> _PROMPT_: Could you set down exactly the lines of the data below, starting at the one that holds "Target: roof support pole" and ending at the one that holds "Target: girl's ear", both included, and only those?

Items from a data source
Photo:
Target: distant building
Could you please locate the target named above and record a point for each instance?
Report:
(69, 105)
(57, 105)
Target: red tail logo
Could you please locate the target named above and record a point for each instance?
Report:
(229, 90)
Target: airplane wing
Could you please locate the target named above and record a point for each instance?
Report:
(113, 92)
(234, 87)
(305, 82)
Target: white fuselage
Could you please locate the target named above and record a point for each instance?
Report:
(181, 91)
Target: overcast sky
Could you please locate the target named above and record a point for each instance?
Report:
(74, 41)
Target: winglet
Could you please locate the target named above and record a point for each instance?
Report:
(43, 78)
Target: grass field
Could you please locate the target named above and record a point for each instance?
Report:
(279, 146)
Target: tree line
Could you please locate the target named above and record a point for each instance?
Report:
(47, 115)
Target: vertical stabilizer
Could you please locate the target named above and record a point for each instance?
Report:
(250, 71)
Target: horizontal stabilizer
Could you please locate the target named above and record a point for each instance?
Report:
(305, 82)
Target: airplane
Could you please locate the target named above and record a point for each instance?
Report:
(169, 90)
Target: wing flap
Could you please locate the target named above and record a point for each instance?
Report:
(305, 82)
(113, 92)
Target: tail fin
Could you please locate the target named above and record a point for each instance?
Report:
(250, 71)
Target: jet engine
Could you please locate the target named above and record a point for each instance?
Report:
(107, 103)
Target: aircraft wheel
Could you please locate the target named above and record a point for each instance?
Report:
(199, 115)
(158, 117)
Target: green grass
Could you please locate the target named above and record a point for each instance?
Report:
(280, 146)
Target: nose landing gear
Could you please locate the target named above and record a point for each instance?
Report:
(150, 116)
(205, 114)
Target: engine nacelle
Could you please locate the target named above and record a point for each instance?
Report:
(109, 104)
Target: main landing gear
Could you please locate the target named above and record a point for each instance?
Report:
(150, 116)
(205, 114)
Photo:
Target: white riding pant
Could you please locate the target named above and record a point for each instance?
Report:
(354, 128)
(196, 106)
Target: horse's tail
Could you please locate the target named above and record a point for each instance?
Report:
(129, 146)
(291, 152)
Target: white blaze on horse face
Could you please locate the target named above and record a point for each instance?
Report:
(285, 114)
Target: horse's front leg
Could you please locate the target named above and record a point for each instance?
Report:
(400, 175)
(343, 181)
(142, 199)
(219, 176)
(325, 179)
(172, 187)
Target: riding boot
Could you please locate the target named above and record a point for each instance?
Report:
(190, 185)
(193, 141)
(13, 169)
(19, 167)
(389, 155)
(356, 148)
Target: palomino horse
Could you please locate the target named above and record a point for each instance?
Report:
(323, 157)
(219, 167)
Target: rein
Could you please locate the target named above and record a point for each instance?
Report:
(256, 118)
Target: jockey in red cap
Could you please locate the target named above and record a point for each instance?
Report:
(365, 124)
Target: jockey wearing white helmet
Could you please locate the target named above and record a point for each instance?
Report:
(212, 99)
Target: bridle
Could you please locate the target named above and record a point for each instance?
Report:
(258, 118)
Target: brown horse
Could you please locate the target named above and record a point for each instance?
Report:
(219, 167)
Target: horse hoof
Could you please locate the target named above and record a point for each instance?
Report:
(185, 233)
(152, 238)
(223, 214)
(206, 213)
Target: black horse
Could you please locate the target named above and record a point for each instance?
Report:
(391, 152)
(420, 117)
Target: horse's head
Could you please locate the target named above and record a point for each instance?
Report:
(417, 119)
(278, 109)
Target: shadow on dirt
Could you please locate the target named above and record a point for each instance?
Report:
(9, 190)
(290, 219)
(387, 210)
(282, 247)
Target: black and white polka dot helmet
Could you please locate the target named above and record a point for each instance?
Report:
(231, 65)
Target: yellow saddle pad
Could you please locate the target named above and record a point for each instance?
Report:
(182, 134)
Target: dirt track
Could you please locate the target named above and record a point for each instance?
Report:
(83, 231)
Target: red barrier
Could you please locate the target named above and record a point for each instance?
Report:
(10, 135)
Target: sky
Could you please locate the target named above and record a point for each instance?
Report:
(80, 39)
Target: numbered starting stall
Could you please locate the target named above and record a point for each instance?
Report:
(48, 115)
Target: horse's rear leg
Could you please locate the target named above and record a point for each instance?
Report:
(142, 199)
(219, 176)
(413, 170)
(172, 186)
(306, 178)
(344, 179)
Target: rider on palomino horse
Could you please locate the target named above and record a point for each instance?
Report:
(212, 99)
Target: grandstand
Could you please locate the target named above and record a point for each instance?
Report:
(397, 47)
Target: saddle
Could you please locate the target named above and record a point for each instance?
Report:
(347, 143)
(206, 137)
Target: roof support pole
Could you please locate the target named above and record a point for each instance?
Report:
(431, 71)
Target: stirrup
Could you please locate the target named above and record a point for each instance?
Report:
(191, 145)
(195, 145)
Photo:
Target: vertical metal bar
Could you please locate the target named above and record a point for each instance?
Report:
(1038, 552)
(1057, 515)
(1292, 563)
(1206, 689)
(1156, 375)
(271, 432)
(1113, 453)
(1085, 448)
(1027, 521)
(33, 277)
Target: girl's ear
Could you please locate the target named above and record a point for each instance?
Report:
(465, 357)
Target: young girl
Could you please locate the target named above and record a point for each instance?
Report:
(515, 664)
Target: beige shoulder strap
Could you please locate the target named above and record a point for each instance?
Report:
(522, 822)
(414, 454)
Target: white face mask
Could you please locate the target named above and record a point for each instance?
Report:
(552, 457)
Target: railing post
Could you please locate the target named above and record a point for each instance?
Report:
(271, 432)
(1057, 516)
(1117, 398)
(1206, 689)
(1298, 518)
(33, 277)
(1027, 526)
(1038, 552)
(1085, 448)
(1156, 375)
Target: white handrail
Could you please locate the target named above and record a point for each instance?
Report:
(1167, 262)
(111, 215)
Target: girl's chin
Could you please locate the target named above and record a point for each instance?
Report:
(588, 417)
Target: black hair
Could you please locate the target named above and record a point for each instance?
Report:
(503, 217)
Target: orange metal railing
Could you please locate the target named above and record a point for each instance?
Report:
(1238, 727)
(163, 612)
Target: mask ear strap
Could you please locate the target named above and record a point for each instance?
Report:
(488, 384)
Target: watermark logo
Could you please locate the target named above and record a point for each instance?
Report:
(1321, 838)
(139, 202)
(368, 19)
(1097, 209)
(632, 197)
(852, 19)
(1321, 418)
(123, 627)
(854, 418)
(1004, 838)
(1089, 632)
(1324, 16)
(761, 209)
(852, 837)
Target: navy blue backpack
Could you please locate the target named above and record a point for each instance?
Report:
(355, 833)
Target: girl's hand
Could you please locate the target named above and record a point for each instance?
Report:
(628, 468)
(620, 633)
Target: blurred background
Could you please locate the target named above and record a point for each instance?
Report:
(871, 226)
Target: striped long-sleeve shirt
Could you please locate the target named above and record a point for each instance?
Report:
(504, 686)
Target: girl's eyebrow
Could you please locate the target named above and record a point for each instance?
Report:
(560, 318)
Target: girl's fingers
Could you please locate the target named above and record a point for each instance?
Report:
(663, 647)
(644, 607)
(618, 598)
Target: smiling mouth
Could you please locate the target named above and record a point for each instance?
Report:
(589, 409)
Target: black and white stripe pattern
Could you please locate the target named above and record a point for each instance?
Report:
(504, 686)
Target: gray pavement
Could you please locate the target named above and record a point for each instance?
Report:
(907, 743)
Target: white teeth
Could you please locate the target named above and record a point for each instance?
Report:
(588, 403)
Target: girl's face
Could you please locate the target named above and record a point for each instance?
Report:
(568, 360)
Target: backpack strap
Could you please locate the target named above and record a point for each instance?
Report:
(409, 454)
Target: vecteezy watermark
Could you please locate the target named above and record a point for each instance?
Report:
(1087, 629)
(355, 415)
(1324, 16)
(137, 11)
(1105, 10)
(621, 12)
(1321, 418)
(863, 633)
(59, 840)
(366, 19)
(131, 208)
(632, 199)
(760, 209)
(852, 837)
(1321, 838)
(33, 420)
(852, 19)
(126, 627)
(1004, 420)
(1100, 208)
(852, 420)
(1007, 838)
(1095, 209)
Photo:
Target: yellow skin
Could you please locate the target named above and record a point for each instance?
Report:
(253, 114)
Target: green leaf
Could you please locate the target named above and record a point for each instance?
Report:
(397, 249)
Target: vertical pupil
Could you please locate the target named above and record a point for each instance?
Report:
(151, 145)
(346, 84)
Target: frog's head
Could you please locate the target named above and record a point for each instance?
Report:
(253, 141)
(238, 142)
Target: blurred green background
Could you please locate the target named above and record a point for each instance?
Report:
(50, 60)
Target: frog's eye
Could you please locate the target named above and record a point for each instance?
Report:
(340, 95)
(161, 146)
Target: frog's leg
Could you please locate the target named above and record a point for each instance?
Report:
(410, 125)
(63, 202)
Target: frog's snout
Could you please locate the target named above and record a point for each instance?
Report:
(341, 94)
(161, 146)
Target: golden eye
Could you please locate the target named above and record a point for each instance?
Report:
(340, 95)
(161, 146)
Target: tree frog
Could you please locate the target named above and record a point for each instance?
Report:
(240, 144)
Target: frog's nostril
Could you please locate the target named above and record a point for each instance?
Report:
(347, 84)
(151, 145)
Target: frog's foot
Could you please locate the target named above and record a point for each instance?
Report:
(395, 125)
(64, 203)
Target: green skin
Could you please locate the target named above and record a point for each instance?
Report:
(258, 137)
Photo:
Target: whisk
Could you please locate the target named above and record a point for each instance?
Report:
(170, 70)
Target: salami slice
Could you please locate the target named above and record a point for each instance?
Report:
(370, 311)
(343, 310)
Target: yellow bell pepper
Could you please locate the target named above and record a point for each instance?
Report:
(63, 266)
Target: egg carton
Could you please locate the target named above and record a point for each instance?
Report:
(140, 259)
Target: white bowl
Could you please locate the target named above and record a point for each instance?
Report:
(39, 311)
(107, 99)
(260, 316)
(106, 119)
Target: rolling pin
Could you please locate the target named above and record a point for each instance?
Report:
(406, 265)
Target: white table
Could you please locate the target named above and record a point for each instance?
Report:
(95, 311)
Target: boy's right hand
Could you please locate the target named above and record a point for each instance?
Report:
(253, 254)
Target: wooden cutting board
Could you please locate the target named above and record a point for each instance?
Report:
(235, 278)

> _ANSWER BOX_:
Target: roof support pole
Could you please locate the target named above and record a point for each instance?
Report:
(431, 71)
Target: stirrup
Could you please locate the target named above and record a point for each instance?
Report:
(191, 145)
(195, 145)
Photo:
Target: vertical metal bar
Could you please locate the target named above and record a point for each instance?
Report:
(1038, 552)
(1057, 515)
(1292, 563)
(1206, 689)
(1156, 375)
(271, 432)
(1113, 453)
(1085, 448)
(1027, 521)
(33, 277)
Target: girl's ear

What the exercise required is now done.